◆ Quoted passage ◆
──────────

### Different Cross Validation Techniques

Stratified Cross-Validation

It is a variation of K-fold cross validation that ensures each fold has the same proportion of classes as the original dataset. It is particularly important when dealing with imbalanced datasets where some classes are more frequent than others.

For example: If the original dataset have dataset samples with 70% class A and 30% class B, then in stratified Kfold each fold will also have the same proportion of 70% class A and 30% class B

In [1]:
from sklearn.datasets import load_breast_cancer
from sklearn.model_selection import StratifiedKFold, cross_val_score
from sklearn.ensemble import RandomForestClassifier

In [2]:
# Load the dataset
data = load_breast_cancer()

X, y = data.data, data.target

In [3]:
# Define the model
rf_model = RandomForestClassifier()

In [None]:
# Use StratifiedKFold with 5 splits
stratified_kf = StratifiedKFold(n_splits=5)

In [5]:
scores = cross_val_score(rf_model, X, y, cv=stratified_kf)

print("StratifiedCV Scores: ", scores)
print("Mean Score: ", scores.mean())

StratifiedCV Scores:  [0.92105263 0.94736842 0.98245614 0.98245614 0.98230088]
Mean Score:  0.9631268436578171


Group KFold:

It is used when you have groups in your data, and you want to ensure that the same group is not split across different folds.

──────────

Stored entries
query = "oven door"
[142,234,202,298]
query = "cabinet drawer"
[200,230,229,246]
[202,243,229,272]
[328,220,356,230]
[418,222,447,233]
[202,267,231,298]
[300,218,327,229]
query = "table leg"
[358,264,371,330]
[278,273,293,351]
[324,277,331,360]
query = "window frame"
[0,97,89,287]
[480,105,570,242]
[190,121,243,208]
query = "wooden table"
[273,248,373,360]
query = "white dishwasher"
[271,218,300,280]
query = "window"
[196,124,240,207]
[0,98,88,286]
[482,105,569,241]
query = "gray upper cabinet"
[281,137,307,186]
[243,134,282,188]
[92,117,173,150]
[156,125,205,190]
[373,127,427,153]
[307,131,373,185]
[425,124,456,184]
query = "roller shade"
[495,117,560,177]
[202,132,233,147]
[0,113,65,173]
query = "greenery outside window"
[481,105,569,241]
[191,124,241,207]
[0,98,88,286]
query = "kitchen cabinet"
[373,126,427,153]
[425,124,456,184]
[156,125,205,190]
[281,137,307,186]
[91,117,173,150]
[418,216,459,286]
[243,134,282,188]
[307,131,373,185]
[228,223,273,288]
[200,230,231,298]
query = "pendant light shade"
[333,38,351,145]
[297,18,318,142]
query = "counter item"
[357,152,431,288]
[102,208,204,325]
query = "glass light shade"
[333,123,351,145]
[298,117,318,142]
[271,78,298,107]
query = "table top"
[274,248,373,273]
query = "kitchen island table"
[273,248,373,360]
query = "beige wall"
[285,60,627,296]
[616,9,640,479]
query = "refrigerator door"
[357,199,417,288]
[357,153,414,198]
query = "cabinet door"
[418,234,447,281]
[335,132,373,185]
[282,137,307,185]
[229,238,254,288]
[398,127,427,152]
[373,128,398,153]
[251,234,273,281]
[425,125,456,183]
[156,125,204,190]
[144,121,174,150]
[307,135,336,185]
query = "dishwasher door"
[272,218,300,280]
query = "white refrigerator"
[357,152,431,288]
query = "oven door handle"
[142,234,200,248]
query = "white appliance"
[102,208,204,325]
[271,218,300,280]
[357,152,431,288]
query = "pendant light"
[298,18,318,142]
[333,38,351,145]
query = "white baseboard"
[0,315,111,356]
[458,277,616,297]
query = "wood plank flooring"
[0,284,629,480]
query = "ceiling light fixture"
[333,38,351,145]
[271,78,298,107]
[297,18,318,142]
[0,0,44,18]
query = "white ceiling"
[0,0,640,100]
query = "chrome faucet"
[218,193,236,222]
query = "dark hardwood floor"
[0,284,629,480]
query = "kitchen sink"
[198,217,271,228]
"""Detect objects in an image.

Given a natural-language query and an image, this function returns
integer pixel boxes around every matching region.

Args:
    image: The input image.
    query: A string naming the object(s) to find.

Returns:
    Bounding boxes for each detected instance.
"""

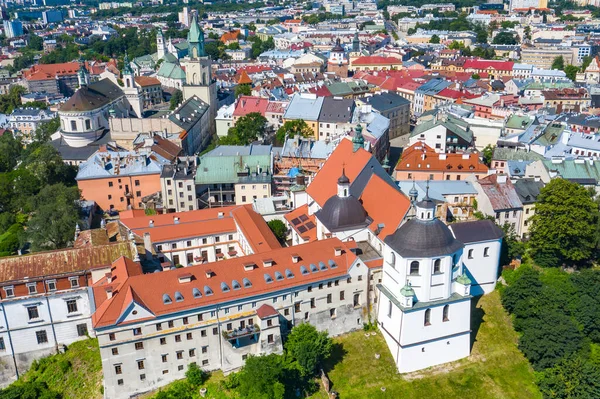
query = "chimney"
[144,233,152,260]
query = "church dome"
[316,195,368,232]
[384,218,464,258]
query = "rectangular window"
[27,306,40,320]
[67,299,77,313]
[77,324,87,337]
[35,330,48,344]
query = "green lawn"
[23,339,102,399]
[313,291,541,399]
[148,291,542,399]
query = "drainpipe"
[2,302,19,380]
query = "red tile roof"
[92,238,357,328]
[463,59,515,71]
[233,96,269,116]
[395,142,489,174]
[352,55,402,65]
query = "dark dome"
[384,218,464,258]
[316,195,368,232]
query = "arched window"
[433,259,442,274]
[410,260,419,276]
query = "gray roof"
[283,94,324,121]
[514,179,544,205]
[315,195,371,232]
[450,220,504,244]
[384,218,464,258]
[363,92,410,112]
[318,97,354,123]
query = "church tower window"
[410,260,419,276]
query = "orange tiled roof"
[92,238,356,328]
[396,142,488,174]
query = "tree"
[275,119,315,144]
[482,144,496,168]
[492,32,519,45]
[25,183,80,251]
[169,90,183,110]
[529,178,598,267]
[285,323,332,376]
[185,363,208,387]
[267,219,287,244]
[564,64,579,82]
[538,356,600,399]
[551,55,565,71]
[0,131,23,172]
[219,112,267,145]
[237,354,286,399]
[235,84,252,98]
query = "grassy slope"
[24,339,102,399]
[313,292,541,399]
[148,291,541,399]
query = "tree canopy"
[529,178,598,267]
[275,119,314,144]
[219,112,267,145]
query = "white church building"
[377,190,503,373]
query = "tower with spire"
[156,28,167,60]
[181,14,217,134]
[352,125,365,152]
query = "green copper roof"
[456,273,471,285]
[400,284,415,297]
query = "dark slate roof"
[60,78,123,111]
[513,179,544,205]
[169,96,208,132]
[363,92,410,112]
[450,220,504,244]
[319,97,354,123]
[384,218,464,258]
[315,195,371,232]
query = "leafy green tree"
[275,119,315,144]
[237,354,286,399]
[551,55,565,71]
[185,363,208,387]
[219,112,267,145]
[564,64,579,82]
[529,178,598,267]
[538,356,600,399]
[480,145,496,168]
[169,90,183,111]
[0,132,23,172]
[492,32,519,45]
[25,183,80,251]
[234,84,252,98]
[285,323,332,376]
[267,219,287,244]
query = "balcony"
[222,324,260,348]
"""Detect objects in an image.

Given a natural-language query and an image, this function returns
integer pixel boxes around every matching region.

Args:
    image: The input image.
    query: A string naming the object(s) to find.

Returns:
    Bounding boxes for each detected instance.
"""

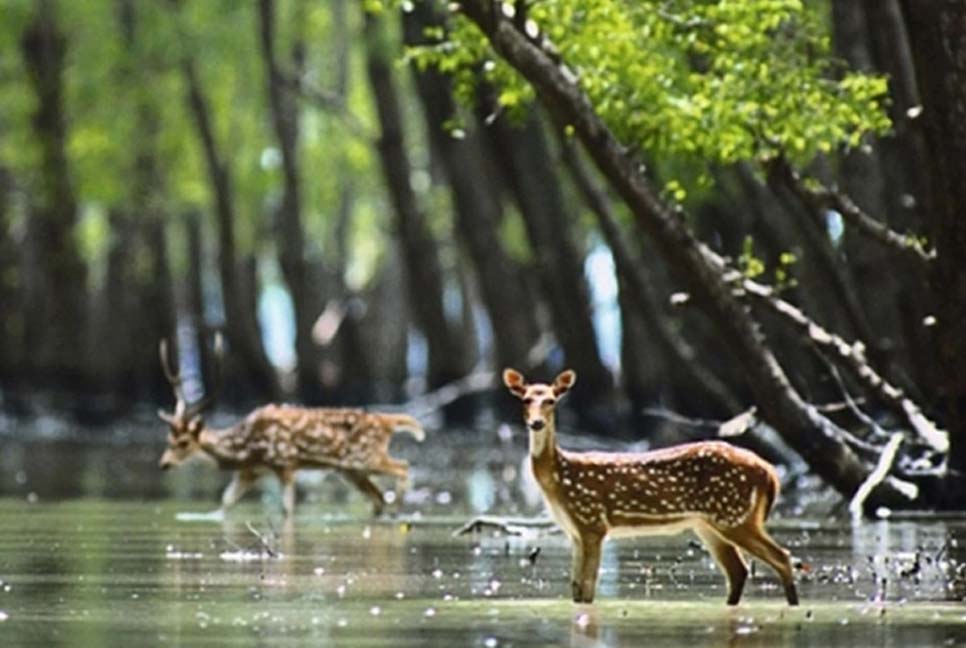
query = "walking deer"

──────────

◆ Required action 1 ◆
Copy the stretch of the cross-validation text from "### Different Cross" through "frequent than others.", word for word.
◆ Required action 2 ◆
Answer these questions from the cross-validation text:
(a) Which function is used to load the dataset?
(b) How many splits are passed to StratifiedKFold?
(c) What mean score is printed?
◆ Required action 3 ◆
Go on with the text on cross-validation techniques from where it stops.
These entries were taken from a different source than the cross-validation text.

◆ Exercise response 1 ◆
### Different Cross Validation Techniques

Stratified Cross-Validation

It is a variation of K-fold cross validation that ensures each fold has the same proportion of classes as the original dataset. It is particularly important when dealing with imbalanced datasets where some classes are more frequent than others.

◆ Exercise response 2 ◆
(a) load_breast_cancer
(b) 5
(c) 0.9631268436578171

◆ Exercise response 3 ◆
In [6]:
from sklearn.datasets import load_iris
from sklearn.model_selection import GroupKFold, cross_val_score
import numpy as np

In [7]:
# Load the dataset
data = load_iris()
X, y = data.data, data.target

In [8]:
# Create artificial groups
# Let's say every 10 consecutive samples belong to the same "group"
groups = np.array([i // 10 for i in range(len(y))])

In [9]:
model = RandomForestClassifier()

In [10]:
group_kfold = GroupKFold(n_splits=5)

# Perform cross-validation
scores = cross_val_score(model, X, y, groups=groups, cv=group_kfold)

# Results
print("Cross-Validation Scores: ", scores)
print("Mean Score: ", scores.mean())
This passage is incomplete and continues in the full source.